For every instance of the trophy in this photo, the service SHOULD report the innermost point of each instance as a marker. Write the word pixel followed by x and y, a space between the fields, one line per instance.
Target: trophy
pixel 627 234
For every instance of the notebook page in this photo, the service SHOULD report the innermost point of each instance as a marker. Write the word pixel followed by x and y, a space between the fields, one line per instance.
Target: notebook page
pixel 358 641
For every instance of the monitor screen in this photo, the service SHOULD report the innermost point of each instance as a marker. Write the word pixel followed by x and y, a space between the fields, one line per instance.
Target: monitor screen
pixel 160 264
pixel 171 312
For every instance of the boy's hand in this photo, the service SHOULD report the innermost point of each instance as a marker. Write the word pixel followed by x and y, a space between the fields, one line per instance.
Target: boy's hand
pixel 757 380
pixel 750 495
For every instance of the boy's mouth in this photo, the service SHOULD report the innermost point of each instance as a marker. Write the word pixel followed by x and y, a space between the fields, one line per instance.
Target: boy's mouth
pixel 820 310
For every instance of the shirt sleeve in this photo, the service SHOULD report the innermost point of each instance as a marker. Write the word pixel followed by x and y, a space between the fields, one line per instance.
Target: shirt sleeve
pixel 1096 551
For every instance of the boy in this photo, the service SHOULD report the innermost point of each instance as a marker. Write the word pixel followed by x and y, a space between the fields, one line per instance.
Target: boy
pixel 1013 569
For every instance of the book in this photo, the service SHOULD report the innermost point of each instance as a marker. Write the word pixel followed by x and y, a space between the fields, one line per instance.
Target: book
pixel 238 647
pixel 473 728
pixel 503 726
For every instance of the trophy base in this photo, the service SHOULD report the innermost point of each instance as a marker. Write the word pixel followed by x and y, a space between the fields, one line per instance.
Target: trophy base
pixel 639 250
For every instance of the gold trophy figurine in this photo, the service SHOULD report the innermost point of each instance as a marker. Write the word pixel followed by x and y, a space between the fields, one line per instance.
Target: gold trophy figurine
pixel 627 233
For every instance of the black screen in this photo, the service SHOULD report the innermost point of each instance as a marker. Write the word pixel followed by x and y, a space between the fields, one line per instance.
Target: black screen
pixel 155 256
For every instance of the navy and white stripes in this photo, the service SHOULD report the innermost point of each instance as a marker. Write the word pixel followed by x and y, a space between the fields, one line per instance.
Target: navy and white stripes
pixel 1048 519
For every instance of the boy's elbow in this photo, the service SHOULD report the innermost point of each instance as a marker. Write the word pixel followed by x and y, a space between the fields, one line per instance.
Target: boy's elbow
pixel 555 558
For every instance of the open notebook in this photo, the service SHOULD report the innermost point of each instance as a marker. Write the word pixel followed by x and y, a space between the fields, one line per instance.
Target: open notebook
____________
All of the material should be written out again exactly.

For every instance of the trophy in this photo, the service SHOULD report the innermost point of each instance as a marker. Write the word pixel followed by x and y, a space between the fields, one line per instance.
Target: trophy
pixel 627 234
For every instance of the notebook page in this photo, the service SHOULD report the innermost point of each instance as a marker. Write the word pixel followed by x and y, a space between the fields, one line per instance.
Target: notebook page
pixel 358 641
For every instance of the monitor screen in this photo, the service SHOULD report the innermost point of each instance as a marker. Write the word pixel followed by x and y, a space between the fields, one line per instance.
Target: monitor screen
pixel 160 264
pixel 171 312
For every instance of the boy's hand in this photo, the service SHOULD report the innermost point of each instance as a marker. Write the word pixel followed by x and y, a space between the fields, one line per instance.
Target: boy's hand
pixel 757 380
pixel 750 495
For every instance of the boy's mouth in this photo, the service SHOULD report the innermost point of each instance as a marker. Write the word pixel followed by x and y, a space between the fields, one line per instance.
Target: boy's mouth
pixel 820 310
For every instance of the shirt sleeve in this photo, the service SHOULD report the innermost point of each instance as a marker. Write the word pixel followed by x and y, a space between the fields, one line per instance.
Target: shirt sleeve
pixel 1096 551
For every instance of the boy in this photo, the service SHOULD report the innermost point of each instance as a marker. Write the word pixel followed by x and y, a space between the fields, one line per instance.
Target: boy
pixel 1013 569
For every instance of the book in this photo, the service SHOULD report the innermost point of each instance as a marker. Write the word pixel followed by x and y, a space between the fields, one line per instance.
Target: book
pixel 238 647
pixel 473 728
pixel 503 726
For every instance of the trophy base in this photo, the service SHOULD report the innermost point of each instance as a marker. Write the word pixel followed by x and y, a space between the fields, one line per instance.
Target: trophy base
pixel 639 250
For every instance of the gold trophy figurine in this photo, the service SHOULD report the innermost point of each instance as a marker. Write the word pixel followed by x and y, a space between the fields, one line per instance.
Target: gold trophy figurine
pixel 627 233
For every instance of the black screen in this photo, the service SHOULD report the innermost point of each instance as a marker. Write the word pixel followed by x and y, a space between the fields, one line per instance.
Target: black screen
pixel 155 256
For every instance of the navy and white stripes in this photo, the service SHOULD report the innermost point of each instance as a marker. Write the word pixel followed by x and y, a space between the fields, one line per instance.
Target: navy and white stripes
pixel 1048 519
For every instance of the boy's elbow in this photo, the service SHOULD report the innermost point of each instance as a marker. Write the word pixel followed by x and y, a space between the fields, one line per instance.
Target: boy's elbow
pixel 555 558
For every instance of the open notebook in this photo, the service SHOULD report the innermost point of each instance as a marker. Write the word pixel followed by x and y, a space between the fields, one line per instance.
Target: open notebook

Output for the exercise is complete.